[Opening EXERCISE INPUTS section]
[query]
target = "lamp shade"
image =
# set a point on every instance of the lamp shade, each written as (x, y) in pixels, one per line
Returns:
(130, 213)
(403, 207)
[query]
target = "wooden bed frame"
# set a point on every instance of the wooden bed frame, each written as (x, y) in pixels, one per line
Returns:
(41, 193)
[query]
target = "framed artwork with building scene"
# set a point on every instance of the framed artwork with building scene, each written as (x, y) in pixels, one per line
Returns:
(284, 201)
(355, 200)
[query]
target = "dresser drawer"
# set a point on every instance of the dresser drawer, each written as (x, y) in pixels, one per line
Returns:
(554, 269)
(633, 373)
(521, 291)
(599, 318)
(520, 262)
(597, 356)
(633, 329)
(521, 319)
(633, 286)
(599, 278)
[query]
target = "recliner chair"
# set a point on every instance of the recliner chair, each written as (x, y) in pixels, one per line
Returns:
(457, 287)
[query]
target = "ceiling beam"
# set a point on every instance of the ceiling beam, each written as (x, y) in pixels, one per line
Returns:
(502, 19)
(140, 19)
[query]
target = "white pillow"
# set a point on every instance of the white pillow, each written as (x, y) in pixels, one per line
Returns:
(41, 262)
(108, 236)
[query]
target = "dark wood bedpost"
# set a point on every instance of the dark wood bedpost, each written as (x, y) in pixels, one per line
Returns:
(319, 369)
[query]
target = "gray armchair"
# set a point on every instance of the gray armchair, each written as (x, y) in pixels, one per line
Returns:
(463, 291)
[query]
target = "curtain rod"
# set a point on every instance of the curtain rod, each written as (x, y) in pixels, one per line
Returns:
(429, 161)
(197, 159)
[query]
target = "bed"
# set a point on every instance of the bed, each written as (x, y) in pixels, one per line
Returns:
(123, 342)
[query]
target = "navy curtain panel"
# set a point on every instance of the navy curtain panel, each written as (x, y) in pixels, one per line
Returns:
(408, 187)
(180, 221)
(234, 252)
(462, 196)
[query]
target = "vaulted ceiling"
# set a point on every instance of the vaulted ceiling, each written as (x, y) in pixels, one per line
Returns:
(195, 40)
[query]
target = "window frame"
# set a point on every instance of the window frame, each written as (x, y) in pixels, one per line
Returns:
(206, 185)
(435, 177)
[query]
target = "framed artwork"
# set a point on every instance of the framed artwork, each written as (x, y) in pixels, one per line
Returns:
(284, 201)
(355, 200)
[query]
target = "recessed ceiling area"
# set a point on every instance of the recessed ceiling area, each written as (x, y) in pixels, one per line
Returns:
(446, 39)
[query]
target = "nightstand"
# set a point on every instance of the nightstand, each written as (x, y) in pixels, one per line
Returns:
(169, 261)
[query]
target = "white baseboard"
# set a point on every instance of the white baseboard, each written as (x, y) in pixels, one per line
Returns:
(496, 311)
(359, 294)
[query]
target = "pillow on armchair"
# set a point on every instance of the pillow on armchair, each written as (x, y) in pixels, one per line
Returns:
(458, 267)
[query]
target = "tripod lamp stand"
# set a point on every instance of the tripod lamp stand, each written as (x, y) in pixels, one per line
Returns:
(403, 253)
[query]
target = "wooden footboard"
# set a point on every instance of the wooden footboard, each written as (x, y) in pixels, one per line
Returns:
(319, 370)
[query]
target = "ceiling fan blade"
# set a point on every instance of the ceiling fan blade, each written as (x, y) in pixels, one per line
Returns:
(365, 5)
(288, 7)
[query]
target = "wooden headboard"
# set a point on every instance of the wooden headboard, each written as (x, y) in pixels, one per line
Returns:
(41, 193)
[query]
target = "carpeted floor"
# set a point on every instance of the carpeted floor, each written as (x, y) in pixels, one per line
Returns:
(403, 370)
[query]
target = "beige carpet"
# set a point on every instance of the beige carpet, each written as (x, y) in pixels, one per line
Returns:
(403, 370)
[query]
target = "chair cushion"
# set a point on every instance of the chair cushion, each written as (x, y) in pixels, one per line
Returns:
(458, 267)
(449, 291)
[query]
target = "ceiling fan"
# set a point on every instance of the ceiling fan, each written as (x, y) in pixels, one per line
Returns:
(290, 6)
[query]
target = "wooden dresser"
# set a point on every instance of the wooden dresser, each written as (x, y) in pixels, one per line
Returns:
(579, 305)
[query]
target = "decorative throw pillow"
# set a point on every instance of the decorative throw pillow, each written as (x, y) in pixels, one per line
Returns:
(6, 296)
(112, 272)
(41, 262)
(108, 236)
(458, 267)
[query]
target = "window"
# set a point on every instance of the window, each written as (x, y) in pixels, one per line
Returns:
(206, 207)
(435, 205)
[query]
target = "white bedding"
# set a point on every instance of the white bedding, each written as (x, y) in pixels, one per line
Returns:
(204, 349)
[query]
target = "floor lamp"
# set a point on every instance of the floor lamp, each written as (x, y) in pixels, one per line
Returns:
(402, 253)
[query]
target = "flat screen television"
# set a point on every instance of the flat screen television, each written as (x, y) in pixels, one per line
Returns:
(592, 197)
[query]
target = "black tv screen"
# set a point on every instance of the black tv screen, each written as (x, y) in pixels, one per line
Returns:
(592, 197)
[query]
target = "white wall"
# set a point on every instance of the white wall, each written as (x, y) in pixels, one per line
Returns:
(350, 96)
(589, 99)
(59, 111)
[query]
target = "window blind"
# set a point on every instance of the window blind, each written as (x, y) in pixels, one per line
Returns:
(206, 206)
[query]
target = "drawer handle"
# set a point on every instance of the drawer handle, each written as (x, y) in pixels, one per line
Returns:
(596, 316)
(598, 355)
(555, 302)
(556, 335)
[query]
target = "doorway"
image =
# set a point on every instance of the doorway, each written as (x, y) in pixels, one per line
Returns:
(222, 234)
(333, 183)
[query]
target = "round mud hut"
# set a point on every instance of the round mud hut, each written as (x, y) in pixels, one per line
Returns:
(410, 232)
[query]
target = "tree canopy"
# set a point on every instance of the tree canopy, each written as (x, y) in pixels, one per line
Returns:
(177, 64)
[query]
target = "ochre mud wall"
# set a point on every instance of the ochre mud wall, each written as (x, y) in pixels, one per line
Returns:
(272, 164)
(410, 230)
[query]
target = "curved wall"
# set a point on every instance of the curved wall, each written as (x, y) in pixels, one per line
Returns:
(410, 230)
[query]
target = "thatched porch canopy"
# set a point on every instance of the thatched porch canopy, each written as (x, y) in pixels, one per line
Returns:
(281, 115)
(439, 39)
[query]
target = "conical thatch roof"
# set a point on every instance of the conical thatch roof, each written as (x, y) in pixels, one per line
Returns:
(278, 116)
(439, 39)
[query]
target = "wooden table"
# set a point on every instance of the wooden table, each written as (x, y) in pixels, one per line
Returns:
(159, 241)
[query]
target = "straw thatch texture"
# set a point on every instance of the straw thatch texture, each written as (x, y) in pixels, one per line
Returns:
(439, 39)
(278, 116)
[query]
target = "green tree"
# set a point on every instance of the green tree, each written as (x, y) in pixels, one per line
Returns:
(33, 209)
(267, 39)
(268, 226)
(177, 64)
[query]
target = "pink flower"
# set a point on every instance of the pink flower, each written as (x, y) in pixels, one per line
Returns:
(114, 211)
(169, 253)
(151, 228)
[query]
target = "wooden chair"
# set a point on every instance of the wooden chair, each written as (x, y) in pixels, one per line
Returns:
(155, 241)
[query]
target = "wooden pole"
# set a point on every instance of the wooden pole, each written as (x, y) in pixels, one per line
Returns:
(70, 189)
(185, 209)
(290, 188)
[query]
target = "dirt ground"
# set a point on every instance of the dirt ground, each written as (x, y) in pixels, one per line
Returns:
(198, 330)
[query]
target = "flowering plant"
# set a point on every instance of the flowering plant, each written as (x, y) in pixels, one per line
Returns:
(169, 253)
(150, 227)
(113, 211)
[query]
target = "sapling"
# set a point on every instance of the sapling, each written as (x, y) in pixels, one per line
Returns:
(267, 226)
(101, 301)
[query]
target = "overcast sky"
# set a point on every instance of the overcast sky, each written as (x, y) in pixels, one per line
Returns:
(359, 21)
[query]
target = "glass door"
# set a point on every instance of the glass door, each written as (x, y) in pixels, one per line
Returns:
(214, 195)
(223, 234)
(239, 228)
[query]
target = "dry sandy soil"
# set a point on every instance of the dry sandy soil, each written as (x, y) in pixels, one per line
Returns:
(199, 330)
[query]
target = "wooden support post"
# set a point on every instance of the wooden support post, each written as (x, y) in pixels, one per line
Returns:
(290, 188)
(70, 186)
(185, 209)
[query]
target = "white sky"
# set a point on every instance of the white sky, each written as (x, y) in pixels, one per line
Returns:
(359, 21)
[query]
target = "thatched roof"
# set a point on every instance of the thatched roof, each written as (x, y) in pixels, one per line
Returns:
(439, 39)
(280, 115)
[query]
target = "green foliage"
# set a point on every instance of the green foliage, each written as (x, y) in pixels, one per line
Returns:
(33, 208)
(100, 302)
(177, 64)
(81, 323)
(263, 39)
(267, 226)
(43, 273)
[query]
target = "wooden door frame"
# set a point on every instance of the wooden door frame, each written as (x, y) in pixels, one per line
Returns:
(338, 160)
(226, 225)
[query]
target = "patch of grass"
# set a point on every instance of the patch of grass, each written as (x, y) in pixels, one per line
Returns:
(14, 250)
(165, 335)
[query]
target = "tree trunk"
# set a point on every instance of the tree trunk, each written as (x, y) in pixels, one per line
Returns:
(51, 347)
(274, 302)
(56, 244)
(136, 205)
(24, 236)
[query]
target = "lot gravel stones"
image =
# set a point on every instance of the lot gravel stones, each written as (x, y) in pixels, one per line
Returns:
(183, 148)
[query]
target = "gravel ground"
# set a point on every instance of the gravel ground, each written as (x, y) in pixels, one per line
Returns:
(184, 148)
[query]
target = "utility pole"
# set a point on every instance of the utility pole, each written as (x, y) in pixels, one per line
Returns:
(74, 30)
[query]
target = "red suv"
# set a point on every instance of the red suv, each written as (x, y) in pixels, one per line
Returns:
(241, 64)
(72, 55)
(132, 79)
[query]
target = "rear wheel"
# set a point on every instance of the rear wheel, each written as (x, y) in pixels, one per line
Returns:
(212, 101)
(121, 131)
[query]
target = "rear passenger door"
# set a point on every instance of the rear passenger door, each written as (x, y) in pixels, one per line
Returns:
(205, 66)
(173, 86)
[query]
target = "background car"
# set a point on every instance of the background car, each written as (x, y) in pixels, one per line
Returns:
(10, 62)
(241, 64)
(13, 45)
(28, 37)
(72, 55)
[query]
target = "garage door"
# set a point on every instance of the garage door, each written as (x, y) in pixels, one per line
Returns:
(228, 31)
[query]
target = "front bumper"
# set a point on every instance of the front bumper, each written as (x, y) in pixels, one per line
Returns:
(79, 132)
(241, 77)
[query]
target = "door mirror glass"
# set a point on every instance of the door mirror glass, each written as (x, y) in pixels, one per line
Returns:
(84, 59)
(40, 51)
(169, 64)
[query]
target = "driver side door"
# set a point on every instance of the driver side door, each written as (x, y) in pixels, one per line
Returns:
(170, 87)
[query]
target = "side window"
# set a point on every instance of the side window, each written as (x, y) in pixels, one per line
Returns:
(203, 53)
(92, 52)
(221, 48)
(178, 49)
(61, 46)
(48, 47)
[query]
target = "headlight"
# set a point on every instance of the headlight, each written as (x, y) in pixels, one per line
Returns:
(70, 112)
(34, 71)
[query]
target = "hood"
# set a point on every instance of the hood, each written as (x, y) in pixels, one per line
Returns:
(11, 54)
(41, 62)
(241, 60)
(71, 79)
[Closing EXERCISE INPUTS section]
EXERCISE OBJECTIVE: Give the number of lines above in which the word "driver" occurs, with nothing else.

YOUR SOLUTION: 2